■ Work to do
Please state how many lines in the entries below contain the string "mark". Give only the number.

■ Input data

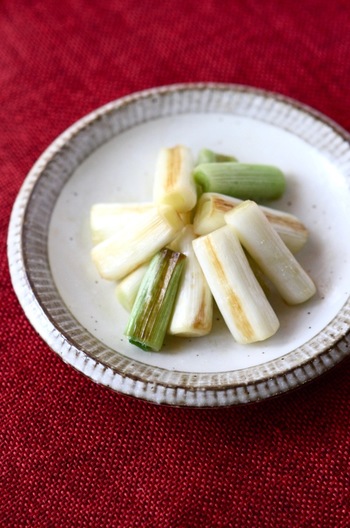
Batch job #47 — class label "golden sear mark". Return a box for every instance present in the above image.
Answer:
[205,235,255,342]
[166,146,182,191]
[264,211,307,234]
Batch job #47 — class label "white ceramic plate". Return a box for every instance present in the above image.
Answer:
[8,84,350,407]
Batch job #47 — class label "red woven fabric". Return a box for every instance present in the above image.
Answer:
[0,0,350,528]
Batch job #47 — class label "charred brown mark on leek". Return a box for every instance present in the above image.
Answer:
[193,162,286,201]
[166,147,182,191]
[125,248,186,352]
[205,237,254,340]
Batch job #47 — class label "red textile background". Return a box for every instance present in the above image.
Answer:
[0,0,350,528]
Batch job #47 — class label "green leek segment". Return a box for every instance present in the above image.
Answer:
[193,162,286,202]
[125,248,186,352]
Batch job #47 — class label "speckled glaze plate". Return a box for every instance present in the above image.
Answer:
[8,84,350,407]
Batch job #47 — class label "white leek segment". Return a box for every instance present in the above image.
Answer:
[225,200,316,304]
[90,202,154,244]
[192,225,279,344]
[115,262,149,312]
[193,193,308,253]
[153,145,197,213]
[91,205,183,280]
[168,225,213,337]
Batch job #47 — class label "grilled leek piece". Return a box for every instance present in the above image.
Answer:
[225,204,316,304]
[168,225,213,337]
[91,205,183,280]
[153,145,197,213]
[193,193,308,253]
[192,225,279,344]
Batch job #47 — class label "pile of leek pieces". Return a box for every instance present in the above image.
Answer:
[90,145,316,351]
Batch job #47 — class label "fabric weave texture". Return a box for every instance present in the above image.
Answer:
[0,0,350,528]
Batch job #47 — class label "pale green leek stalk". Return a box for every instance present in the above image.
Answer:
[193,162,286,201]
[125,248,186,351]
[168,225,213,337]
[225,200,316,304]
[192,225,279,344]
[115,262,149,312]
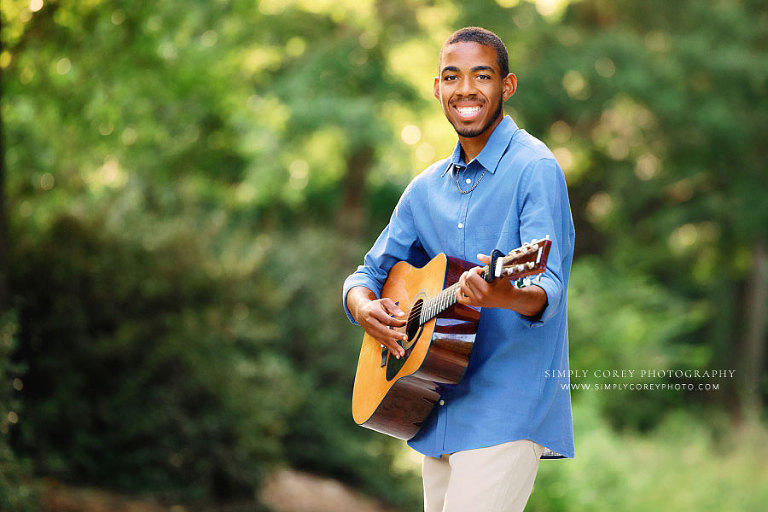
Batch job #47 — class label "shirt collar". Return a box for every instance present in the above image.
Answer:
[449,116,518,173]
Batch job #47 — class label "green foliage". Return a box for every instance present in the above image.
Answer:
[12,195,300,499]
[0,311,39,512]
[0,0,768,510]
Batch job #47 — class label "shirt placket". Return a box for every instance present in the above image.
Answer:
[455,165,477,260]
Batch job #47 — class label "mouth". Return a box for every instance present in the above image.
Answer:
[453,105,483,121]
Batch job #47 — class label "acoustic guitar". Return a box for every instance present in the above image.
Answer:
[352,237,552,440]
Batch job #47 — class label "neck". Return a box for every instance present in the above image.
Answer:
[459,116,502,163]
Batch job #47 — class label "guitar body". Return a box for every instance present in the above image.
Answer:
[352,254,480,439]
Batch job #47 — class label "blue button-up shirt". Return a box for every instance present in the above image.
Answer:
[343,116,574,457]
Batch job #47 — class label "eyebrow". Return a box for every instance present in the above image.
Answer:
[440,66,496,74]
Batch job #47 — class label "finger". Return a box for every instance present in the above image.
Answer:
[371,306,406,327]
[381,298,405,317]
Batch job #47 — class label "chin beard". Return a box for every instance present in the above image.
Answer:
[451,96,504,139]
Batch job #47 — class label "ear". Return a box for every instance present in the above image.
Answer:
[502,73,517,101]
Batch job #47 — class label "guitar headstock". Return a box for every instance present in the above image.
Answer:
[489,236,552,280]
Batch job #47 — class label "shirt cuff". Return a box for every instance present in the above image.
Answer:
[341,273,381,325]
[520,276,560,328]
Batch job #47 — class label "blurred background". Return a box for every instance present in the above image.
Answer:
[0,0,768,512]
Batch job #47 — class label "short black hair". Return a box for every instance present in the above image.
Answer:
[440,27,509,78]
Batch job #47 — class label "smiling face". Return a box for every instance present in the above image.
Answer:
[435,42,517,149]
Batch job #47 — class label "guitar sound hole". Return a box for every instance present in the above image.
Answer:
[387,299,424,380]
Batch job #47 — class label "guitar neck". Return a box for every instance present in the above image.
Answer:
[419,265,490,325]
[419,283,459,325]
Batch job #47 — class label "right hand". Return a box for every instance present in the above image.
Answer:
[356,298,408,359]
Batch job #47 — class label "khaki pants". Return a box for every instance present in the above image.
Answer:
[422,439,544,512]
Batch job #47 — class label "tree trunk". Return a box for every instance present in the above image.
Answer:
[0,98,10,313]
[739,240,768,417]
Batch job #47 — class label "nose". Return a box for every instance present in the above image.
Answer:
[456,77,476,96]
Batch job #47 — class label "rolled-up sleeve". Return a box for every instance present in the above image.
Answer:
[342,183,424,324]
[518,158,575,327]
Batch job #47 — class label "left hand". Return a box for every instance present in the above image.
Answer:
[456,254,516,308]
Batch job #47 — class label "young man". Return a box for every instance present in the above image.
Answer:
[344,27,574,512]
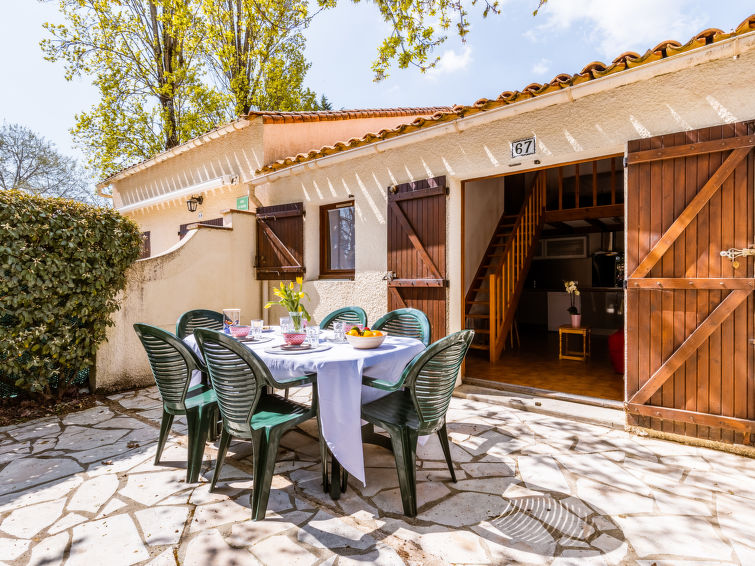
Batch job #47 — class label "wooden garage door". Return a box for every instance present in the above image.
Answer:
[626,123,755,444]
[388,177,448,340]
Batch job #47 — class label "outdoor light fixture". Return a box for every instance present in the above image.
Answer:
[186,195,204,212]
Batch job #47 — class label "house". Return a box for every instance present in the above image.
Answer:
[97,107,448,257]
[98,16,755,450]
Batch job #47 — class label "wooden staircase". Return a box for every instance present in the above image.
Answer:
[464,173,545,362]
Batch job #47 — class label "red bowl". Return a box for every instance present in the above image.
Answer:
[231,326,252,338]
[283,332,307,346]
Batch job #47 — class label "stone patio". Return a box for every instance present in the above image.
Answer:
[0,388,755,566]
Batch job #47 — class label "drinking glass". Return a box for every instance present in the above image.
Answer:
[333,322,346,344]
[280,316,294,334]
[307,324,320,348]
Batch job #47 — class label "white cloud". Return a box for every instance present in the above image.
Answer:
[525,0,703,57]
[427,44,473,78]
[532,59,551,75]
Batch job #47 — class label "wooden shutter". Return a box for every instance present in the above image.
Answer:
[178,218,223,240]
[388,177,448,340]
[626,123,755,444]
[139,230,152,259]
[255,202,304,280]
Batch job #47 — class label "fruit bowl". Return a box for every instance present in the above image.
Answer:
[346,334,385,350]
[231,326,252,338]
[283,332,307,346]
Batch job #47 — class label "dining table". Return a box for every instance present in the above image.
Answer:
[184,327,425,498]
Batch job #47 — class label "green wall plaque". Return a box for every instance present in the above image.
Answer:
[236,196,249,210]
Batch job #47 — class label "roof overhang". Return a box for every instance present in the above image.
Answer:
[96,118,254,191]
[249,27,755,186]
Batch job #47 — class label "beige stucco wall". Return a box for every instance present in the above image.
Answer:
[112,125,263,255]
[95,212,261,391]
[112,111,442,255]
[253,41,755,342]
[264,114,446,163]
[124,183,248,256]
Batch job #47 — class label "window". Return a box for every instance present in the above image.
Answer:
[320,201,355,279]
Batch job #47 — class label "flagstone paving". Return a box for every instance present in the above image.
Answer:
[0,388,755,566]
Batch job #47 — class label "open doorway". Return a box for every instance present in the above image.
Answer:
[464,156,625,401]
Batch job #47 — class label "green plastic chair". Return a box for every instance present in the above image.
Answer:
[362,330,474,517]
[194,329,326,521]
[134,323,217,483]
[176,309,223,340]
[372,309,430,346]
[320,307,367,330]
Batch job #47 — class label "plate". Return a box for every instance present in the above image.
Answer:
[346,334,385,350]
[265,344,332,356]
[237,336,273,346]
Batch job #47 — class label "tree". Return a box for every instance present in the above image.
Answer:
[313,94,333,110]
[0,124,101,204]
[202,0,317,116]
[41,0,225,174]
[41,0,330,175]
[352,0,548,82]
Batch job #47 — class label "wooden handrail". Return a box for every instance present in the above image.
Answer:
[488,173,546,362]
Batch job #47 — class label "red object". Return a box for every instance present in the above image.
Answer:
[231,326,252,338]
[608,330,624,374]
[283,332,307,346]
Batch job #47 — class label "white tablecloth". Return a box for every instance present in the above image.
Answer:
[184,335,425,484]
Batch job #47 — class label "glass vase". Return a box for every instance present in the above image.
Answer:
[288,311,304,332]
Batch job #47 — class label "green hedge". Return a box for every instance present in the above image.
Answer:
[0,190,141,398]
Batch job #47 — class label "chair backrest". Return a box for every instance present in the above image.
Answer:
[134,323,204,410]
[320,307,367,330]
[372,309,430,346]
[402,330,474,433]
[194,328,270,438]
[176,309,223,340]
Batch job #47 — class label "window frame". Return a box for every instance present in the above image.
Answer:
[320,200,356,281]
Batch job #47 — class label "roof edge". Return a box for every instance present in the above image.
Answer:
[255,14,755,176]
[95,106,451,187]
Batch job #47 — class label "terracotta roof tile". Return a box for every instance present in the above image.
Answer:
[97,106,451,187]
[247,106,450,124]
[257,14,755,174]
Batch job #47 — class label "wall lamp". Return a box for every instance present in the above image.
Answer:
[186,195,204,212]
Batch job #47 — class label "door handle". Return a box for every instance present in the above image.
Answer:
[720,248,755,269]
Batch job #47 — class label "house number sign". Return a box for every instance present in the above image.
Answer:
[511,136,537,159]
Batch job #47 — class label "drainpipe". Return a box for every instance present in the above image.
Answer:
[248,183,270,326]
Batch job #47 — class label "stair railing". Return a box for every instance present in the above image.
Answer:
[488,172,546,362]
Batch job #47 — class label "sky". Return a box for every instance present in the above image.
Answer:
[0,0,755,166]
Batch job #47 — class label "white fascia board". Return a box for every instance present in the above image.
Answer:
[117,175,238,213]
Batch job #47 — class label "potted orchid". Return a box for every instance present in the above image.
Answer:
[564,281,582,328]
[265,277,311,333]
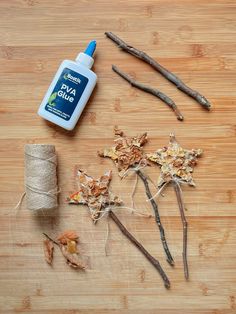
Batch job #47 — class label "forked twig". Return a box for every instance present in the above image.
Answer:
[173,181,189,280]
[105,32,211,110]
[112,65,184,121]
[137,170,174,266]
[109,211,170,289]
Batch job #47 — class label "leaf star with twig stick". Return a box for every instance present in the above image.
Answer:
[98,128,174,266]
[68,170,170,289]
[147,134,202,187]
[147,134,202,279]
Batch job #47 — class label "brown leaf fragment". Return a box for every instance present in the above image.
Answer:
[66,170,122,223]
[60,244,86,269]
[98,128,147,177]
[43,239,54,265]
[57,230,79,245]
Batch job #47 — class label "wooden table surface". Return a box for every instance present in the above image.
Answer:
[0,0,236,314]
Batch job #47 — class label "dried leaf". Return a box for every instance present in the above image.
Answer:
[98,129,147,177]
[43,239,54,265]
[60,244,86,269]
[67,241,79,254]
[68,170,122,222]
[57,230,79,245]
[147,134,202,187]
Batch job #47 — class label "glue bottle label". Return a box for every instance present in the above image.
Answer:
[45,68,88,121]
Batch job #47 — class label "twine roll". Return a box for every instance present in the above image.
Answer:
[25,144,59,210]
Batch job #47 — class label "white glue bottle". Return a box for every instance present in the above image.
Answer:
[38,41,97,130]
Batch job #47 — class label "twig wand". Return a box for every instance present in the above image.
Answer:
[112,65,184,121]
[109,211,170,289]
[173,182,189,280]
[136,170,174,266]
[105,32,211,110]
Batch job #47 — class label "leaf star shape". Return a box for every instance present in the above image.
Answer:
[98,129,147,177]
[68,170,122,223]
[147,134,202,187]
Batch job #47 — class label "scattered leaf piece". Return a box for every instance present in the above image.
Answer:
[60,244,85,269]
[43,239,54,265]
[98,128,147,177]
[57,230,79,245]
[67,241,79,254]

■ Solution
2